Dataset excerpt:
-*-*-
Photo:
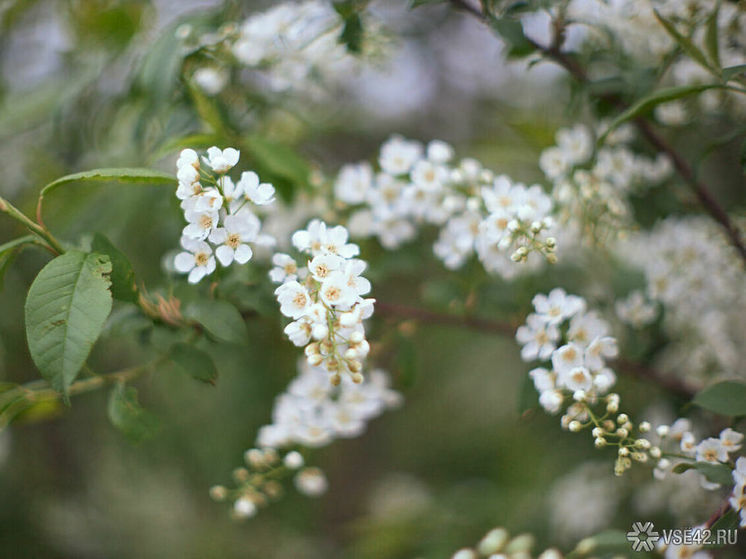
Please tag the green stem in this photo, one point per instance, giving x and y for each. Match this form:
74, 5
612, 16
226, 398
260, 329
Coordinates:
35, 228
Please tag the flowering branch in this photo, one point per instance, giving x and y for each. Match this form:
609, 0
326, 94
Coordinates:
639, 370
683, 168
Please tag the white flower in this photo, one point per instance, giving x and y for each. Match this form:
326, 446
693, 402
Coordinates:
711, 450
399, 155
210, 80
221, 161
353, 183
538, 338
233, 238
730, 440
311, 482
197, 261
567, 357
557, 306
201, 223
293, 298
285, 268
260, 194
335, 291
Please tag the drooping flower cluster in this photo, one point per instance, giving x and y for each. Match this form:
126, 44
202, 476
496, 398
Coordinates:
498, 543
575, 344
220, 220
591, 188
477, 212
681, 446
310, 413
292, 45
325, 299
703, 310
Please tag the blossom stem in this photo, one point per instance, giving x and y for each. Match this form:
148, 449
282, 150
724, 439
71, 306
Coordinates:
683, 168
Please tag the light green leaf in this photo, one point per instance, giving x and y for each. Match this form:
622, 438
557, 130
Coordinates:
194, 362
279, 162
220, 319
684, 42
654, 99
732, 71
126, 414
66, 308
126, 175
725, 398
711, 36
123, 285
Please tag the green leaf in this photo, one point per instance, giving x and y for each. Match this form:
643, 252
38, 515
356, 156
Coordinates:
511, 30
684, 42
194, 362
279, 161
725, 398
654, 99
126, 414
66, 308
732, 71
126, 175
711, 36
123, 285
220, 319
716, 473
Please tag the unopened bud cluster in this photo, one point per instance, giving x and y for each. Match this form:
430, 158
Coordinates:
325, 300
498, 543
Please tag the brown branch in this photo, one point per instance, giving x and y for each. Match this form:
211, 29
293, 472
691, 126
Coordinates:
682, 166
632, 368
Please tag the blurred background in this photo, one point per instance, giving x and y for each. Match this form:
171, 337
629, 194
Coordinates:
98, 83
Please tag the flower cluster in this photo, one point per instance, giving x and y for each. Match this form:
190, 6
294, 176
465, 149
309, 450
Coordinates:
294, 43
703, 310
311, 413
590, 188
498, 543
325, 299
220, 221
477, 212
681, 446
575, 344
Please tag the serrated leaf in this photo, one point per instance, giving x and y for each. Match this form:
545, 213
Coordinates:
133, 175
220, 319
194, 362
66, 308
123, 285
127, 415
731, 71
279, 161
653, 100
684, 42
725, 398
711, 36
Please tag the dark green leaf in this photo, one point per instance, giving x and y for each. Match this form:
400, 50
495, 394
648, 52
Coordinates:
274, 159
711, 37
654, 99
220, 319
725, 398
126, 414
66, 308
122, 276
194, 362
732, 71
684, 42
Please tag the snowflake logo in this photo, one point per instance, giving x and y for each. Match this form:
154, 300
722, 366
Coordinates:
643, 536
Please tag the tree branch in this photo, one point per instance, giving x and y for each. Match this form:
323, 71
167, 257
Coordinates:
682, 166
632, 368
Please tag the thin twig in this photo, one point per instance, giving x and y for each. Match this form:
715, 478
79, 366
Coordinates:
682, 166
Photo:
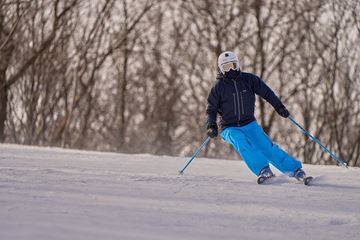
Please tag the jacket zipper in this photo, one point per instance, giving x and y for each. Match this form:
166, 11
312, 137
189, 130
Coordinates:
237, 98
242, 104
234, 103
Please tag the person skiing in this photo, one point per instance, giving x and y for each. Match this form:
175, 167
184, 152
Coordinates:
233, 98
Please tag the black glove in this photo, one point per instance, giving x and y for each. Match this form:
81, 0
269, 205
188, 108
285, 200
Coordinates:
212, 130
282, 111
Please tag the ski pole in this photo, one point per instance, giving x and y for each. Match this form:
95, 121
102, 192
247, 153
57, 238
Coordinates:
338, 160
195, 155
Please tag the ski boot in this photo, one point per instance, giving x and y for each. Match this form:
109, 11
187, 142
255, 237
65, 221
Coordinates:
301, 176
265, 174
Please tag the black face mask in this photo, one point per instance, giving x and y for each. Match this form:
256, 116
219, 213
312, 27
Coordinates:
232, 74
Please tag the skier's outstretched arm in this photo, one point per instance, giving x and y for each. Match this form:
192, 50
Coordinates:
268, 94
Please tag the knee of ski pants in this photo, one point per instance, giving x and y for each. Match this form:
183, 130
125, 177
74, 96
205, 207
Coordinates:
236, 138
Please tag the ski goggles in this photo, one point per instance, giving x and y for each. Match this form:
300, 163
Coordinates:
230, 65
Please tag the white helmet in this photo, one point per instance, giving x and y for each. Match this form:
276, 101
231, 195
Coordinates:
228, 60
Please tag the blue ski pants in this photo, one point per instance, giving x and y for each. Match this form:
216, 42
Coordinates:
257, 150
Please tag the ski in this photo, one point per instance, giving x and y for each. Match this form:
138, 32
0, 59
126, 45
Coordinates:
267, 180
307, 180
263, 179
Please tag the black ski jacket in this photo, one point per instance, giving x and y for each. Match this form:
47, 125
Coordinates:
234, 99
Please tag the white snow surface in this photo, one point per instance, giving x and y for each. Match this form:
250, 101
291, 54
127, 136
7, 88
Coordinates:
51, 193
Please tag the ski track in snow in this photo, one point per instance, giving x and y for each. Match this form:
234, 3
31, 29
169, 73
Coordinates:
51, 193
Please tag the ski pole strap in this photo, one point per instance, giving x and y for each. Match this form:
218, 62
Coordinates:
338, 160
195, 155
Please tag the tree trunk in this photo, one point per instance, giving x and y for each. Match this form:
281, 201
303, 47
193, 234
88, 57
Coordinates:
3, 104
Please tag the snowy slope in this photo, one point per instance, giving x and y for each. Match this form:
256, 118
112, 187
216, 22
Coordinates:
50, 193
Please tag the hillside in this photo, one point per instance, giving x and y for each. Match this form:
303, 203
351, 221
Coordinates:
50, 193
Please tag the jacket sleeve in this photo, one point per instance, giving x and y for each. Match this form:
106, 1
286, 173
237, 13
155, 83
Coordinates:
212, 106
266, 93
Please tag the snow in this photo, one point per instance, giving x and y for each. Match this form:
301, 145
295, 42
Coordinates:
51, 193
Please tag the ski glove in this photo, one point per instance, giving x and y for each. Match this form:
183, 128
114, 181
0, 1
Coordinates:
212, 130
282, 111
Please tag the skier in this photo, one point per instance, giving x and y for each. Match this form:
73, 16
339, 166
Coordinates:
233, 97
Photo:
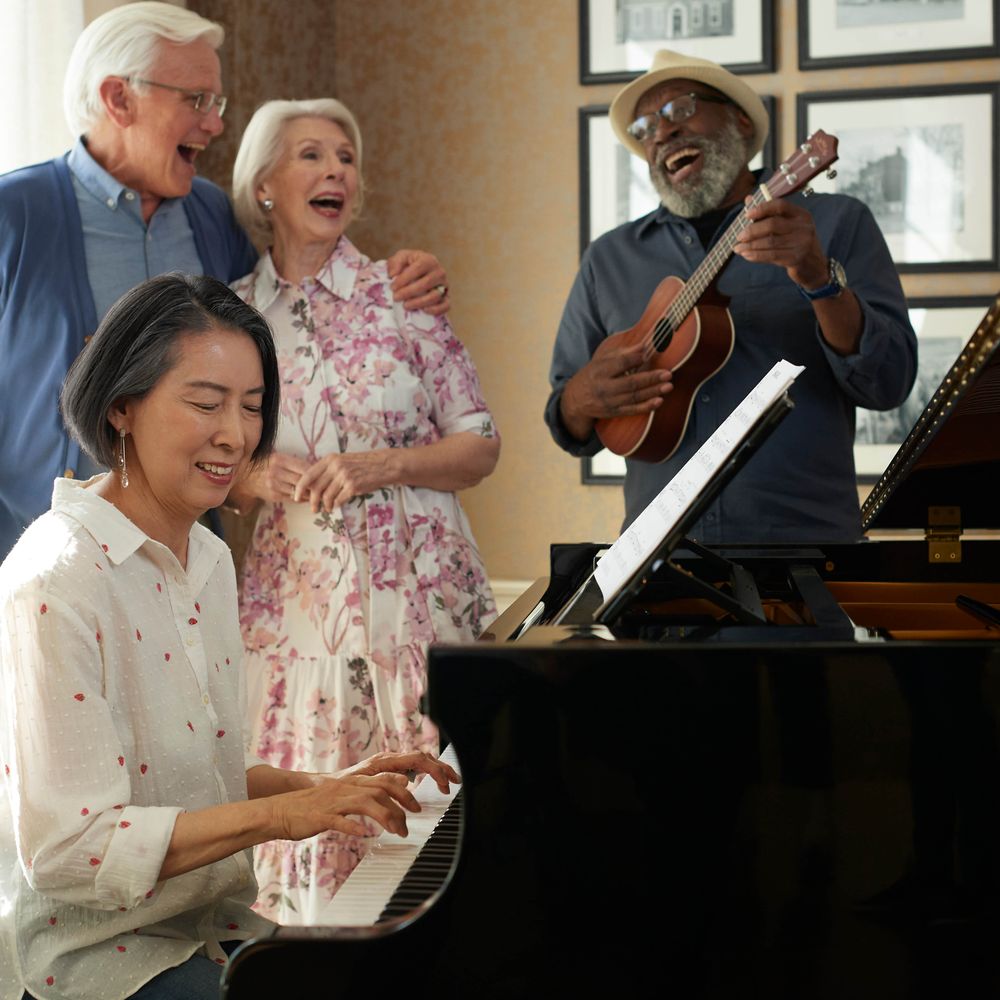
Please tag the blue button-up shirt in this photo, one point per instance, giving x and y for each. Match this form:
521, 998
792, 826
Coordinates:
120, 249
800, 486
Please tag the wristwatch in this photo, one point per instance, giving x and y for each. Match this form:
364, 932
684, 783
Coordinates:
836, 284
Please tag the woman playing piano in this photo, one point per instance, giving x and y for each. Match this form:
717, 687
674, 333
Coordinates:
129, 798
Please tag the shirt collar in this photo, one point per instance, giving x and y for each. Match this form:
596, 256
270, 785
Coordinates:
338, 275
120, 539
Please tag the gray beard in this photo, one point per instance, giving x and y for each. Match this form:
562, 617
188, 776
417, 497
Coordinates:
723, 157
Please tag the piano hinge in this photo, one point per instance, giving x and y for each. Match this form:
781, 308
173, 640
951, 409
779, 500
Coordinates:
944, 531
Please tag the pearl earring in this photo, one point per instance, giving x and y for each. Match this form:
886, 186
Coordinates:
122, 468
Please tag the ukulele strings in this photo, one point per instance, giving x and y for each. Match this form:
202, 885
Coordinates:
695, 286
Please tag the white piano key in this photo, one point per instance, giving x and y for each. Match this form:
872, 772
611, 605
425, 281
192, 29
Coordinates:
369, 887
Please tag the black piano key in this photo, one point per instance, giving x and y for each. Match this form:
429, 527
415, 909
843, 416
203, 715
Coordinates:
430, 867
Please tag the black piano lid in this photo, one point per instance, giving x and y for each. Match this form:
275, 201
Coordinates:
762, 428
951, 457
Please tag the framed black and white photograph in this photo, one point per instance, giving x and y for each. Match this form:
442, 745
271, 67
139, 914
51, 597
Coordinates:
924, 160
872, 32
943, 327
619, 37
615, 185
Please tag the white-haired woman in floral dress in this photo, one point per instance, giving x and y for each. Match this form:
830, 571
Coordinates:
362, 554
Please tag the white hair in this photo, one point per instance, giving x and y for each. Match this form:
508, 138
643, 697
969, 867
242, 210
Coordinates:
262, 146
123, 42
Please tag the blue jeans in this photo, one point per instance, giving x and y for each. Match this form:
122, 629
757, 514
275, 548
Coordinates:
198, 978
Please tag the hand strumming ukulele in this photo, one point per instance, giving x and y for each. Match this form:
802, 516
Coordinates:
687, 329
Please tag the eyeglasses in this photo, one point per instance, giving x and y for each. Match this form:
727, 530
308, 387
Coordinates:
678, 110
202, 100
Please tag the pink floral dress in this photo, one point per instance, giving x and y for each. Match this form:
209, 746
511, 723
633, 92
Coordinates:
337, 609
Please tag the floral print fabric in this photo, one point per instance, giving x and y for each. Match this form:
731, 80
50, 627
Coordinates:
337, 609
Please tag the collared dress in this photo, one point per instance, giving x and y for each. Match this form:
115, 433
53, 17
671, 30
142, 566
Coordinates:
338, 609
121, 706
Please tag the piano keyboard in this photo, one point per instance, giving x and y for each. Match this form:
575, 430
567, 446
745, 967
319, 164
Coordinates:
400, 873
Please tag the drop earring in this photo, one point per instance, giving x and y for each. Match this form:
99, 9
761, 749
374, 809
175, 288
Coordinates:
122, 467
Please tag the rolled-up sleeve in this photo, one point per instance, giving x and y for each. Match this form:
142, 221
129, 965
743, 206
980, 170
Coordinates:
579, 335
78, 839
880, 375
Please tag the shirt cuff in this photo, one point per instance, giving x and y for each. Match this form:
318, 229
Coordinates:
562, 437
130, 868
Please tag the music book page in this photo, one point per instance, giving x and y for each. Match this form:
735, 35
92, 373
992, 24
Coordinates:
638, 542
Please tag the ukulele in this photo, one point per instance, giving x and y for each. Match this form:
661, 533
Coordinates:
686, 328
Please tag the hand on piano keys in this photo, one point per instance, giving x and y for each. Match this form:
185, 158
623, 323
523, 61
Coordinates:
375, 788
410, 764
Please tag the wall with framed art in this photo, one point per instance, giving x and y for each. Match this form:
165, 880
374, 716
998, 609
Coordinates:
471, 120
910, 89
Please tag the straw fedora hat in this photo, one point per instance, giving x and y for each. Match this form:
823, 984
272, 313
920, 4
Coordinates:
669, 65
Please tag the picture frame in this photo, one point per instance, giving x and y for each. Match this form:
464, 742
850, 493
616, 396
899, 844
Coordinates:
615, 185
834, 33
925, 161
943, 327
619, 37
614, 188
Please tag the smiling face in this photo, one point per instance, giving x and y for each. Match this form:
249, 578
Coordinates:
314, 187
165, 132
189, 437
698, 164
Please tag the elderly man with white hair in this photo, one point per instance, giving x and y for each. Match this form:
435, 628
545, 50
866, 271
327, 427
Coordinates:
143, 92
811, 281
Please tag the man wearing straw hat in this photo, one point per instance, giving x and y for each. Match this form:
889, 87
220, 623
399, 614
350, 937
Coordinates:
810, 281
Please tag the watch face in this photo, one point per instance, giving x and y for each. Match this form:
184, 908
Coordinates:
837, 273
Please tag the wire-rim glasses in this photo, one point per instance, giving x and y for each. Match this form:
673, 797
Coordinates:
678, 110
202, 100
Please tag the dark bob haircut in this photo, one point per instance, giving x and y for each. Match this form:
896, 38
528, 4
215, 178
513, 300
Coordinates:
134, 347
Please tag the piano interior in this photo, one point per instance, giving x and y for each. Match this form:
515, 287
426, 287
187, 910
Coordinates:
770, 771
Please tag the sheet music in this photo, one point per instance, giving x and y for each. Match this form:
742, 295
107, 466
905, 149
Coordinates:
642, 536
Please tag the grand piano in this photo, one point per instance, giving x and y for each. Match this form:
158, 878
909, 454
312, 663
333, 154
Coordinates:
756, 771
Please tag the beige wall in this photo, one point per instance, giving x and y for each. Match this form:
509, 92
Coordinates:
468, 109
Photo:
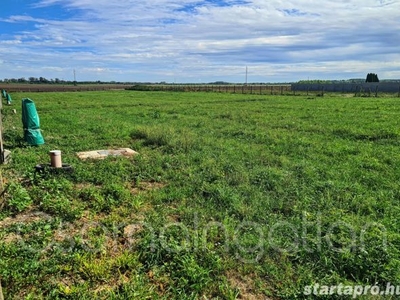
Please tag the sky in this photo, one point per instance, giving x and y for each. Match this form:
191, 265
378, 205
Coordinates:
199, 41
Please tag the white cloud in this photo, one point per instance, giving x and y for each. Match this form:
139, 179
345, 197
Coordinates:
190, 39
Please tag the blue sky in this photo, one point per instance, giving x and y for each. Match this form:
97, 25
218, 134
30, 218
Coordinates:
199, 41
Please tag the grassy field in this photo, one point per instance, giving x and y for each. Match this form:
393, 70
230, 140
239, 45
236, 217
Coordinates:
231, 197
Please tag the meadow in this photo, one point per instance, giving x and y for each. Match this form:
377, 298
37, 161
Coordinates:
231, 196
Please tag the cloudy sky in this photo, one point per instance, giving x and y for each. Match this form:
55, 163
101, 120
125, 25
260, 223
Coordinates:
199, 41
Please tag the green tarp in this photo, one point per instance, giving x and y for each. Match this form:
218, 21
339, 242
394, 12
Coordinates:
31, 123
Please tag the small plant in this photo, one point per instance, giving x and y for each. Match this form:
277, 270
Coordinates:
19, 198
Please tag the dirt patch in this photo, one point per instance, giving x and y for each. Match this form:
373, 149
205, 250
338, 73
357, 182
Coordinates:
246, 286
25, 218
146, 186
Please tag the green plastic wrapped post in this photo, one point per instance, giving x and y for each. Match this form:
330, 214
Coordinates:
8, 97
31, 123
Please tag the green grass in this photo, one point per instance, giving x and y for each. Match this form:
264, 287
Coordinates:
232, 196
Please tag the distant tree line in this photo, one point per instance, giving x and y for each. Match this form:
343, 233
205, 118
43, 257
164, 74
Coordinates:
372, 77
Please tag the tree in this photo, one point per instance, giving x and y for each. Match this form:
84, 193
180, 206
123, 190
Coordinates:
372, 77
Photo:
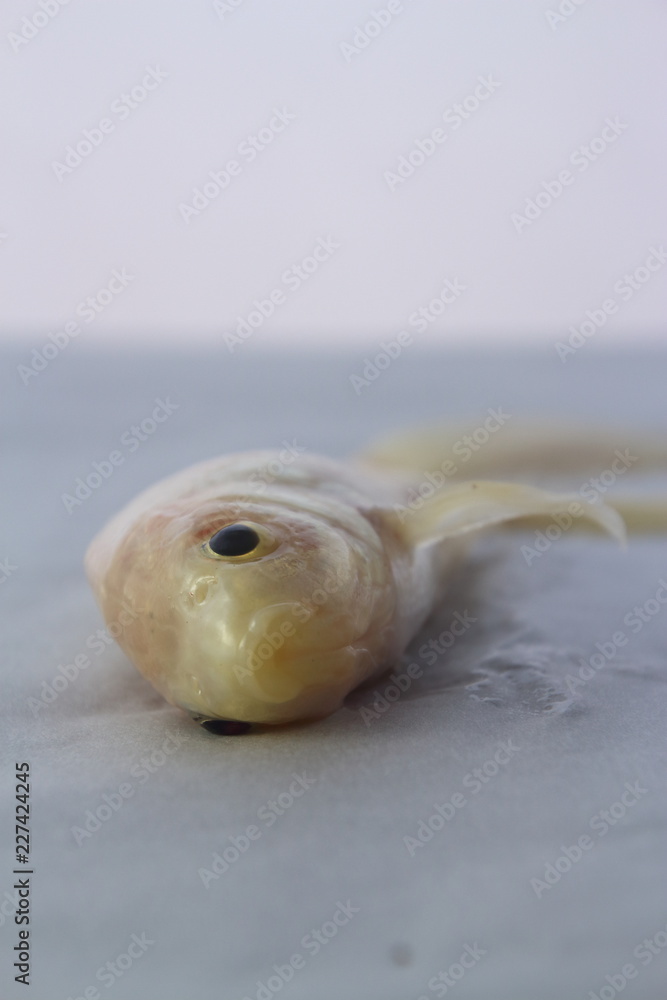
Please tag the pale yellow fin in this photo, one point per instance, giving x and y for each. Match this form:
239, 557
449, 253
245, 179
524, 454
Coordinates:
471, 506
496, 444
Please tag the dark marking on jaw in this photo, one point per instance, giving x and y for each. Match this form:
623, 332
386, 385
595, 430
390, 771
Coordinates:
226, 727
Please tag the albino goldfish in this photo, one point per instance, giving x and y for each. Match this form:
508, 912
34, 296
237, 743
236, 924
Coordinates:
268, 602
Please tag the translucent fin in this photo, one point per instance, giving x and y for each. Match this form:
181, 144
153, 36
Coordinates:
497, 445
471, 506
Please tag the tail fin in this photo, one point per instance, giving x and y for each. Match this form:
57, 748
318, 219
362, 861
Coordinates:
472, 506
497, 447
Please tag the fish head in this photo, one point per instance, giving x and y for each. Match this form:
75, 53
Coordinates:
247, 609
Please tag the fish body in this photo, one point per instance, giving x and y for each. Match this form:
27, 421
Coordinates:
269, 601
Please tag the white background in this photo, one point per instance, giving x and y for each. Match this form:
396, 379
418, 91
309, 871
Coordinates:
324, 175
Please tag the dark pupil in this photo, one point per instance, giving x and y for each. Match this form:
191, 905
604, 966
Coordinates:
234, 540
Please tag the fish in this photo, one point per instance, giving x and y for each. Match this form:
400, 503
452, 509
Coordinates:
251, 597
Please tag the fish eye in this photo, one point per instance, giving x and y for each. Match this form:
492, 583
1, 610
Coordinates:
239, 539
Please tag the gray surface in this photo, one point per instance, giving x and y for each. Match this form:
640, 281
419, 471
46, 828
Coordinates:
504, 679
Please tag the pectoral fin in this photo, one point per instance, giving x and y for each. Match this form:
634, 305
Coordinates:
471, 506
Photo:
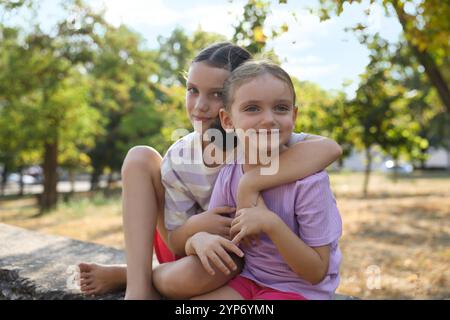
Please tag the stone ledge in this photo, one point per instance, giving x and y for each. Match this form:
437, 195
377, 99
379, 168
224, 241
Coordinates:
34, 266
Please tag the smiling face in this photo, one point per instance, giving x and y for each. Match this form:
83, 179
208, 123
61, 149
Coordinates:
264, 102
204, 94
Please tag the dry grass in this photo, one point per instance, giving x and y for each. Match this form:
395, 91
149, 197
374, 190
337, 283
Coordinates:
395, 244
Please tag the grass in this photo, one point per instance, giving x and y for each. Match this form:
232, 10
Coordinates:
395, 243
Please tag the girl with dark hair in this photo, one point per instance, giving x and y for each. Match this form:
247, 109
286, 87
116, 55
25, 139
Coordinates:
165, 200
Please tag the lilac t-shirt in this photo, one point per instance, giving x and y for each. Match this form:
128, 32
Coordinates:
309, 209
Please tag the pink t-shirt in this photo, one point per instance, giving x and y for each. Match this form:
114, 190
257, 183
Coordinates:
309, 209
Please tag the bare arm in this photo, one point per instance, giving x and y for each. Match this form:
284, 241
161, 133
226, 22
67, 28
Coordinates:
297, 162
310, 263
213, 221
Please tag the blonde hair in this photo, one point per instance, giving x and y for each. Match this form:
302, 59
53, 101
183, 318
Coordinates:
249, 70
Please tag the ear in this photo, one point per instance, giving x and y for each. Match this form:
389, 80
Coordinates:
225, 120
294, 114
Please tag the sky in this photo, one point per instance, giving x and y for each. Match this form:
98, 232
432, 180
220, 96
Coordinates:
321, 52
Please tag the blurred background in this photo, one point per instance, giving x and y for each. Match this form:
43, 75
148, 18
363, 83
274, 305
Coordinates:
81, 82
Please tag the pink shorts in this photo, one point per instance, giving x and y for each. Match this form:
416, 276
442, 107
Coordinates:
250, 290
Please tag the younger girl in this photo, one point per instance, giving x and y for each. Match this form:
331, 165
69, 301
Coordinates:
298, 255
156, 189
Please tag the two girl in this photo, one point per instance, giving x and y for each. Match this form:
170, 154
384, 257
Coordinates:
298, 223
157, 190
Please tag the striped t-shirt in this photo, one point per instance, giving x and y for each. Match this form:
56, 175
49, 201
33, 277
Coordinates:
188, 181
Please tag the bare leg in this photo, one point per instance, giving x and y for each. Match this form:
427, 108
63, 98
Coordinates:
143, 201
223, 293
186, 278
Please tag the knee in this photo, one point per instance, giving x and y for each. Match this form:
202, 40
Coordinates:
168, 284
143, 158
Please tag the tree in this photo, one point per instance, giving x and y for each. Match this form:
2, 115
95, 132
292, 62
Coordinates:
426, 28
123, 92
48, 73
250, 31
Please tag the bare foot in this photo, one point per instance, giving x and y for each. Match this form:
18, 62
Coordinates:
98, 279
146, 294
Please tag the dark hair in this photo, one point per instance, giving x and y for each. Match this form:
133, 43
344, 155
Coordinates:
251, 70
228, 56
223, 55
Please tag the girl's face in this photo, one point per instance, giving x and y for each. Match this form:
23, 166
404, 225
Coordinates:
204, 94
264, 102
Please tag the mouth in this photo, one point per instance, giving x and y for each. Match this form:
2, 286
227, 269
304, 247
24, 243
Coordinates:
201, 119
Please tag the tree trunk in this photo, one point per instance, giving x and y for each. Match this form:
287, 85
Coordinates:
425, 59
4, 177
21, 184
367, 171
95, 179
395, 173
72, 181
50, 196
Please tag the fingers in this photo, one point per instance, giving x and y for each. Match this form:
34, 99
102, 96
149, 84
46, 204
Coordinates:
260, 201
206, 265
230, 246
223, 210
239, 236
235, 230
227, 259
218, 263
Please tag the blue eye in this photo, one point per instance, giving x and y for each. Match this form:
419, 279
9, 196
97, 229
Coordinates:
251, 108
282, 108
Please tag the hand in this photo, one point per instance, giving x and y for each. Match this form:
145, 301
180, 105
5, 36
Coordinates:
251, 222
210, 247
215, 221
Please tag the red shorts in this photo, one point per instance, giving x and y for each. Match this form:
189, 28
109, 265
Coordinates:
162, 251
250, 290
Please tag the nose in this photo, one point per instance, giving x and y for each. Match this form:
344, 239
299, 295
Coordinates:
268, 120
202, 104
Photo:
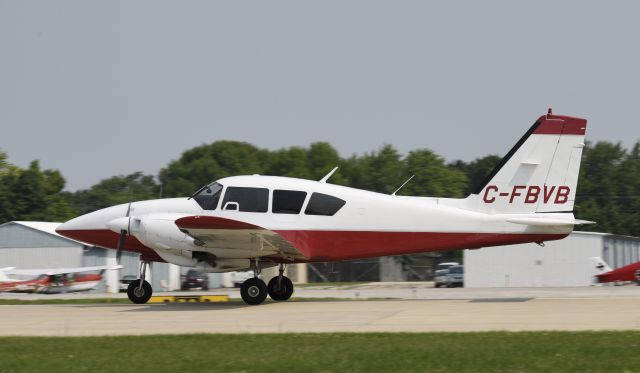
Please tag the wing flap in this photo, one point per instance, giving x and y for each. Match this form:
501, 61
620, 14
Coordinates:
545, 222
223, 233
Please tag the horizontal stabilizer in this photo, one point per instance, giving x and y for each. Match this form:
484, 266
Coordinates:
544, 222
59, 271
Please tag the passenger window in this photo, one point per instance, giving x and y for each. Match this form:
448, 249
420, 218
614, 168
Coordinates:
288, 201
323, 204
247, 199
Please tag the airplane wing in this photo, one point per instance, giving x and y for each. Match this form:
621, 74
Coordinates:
-*-*-
INSTRUCTIONS TO FOLLOW: Repeat exactly the lines from the one containing "Please tag the horizontal" through the last line of the records above, both included, and nothing else.

TASK OUTPUT:
Please tag the horizontal stabilizer in this photo, one point per instance, giving x and y for each. Match this form:
484, 266
Coordinates:
544, 222
59, 271
Please tag the passenger window in this photo, one point per instance, giving x and y for each. Match this form:
448, 249
420, 218
614, 168
Coordinates:
288, 201
323, 204
247, 199
Please tag the airplane wing in this photo, one point per instance, giving x and y for each. Match this form:
621, 74
Coordinates:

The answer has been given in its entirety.